Records from a dataset:
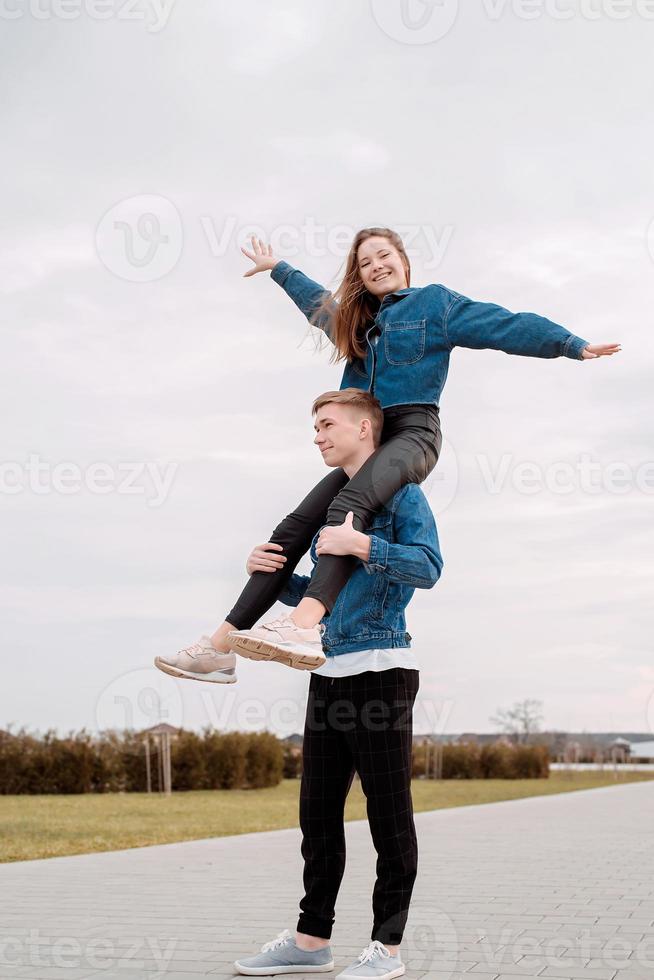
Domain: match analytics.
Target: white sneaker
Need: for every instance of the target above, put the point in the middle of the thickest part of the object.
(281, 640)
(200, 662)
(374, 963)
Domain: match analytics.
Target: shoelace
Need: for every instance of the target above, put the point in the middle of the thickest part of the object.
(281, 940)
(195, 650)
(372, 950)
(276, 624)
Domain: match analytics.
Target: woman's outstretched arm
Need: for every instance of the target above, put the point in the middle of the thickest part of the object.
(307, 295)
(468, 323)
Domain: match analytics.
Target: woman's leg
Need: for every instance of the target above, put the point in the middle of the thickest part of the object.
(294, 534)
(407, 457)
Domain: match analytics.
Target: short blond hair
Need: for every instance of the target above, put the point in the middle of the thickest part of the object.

EXERCISE GOAL
With the pictures omitted, the records above are to be repeated exactly.

EXERCISE SOLUTION
Domain: match analytics.
Target: white sneaker
Need: for every instance of the target above, put the point in the middle of the thickest part of the object.
(281, 640)
(200, 662)
(374, 963)
Domain: match analytics.
Target: shoelace
Need: for every instance of the target above, put the point in the middle of the thickest part of the object.
(281, 940)
(195, 650)
(372, 950)
(276, 624)
Domain: match analytics.
Target: woman's outstretched arm
Need: for every instance of the target above, put the point in the middle of the thickest part of the object.
(307, 295)
(468, 323)
Domain: match analytics.
Target: woman's leg
Need: for every instance of the target above, put the point in the middle of the thickest part of the object.
(294, 534)
(407, 457)
Domain: match analytics.
Target: short blond hair
Need: for every instance of the target above, put the point in the middle of the thickest part of the object.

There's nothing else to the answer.